Written instruction:
Retype the part of the text on Farnham's history from "It is rare for" up to and including "the Middle Ages.".

Text:
This summary history was written by David Page for the 400 Magazine (1978).



It is rare for a town to remain prosperous throughout its history, but that is the case with Farnham. Most English market towns have grown rich on one product, notably wool, and as the economy has changed they have gone into decline, surviving as timber framed backwaters, charming to the tourist but without life. But if the life of a town is its trade then Farnham has lived vigorously since the Middle Ages.


Bosh Hotel FarnhamFarnham is first recorded early, in 688 when Caedwalla, King of Wessex gave the town and the area around it to the Church. By 803 it was in the hands of the Bishop of Winchester, and for the greater part remained so into the present century. The connection was an important one, for the Bishops of Winchester were among the richest and most influential in the land and their castle at Farnham, started in the 1130s was conveniently placed between London and the cathedral. Most English monarchs for the next seven centuries stayed there: the hunting was good. So was the land; arable and pasture, wood and watermeadows.

A run of records
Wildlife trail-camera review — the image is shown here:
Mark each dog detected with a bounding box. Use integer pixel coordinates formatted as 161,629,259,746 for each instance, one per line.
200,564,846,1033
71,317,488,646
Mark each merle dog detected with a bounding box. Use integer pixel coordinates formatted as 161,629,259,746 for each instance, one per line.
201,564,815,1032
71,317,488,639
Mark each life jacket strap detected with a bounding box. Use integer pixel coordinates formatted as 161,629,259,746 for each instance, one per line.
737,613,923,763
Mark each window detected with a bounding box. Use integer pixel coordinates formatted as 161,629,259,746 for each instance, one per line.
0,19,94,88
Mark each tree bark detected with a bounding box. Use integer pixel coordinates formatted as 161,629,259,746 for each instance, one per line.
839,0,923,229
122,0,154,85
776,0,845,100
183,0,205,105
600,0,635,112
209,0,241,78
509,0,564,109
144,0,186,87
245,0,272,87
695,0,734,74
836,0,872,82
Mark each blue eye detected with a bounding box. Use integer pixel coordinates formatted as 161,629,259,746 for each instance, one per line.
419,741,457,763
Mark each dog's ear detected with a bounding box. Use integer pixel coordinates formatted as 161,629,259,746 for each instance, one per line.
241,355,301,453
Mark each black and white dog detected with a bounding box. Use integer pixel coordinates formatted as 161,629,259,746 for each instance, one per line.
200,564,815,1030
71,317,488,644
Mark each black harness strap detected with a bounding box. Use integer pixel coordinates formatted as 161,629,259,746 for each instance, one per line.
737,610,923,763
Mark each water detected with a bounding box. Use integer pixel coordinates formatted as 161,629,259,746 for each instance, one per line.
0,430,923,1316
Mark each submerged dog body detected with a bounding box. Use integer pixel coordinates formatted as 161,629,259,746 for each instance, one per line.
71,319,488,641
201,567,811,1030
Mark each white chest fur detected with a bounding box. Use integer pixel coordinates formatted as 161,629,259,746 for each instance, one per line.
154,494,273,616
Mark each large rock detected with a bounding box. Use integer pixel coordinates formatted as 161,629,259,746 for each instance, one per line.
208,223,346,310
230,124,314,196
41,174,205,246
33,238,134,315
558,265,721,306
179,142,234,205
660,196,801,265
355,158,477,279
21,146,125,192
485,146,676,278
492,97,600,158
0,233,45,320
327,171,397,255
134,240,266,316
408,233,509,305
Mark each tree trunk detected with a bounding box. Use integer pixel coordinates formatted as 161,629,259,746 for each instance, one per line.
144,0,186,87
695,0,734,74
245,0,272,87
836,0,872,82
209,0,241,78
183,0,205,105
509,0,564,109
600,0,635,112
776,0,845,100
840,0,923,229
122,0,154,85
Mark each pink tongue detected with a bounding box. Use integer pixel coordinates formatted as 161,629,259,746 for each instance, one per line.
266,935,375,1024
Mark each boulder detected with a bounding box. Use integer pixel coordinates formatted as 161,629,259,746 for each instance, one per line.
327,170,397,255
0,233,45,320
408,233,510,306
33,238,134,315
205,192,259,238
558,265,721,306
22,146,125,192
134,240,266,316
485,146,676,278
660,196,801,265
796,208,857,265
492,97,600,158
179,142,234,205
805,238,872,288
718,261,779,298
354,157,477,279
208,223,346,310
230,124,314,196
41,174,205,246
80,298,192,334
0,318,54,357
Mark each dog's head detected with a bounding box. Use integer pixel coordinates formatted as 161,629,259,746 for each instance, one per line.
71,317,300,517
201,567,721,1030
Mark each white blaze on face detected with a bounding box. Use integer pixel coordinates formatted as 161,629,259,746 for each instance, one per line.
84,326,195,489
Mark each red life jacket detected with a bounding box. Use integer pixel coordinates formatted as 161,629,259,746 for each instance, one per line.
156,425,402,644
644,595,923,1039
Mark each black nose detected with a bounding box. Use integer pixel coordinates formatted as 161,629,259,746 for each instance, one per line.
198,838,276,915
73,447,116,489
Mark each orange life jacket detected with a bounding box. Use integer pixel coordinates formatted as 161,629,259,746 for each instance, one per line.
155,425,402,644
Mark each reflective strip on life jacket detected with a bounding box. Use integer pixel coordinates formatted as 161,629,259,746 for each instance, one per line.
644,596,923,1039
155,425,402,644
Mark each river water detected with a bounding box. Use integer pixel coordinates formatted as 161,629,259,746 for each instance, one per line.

Answer in full:
It is rare for a town to remain prosperous throughout its history, but that is the case with Farnham. Most English market towns have grown rich on one product, notably wool, and as the economy has changed they have gone into decline, surviving as timber framed backwaters, charming to the tourist but without life. But if the life of a town is its trade then Farnham has lived vigorously since the Middle Ages.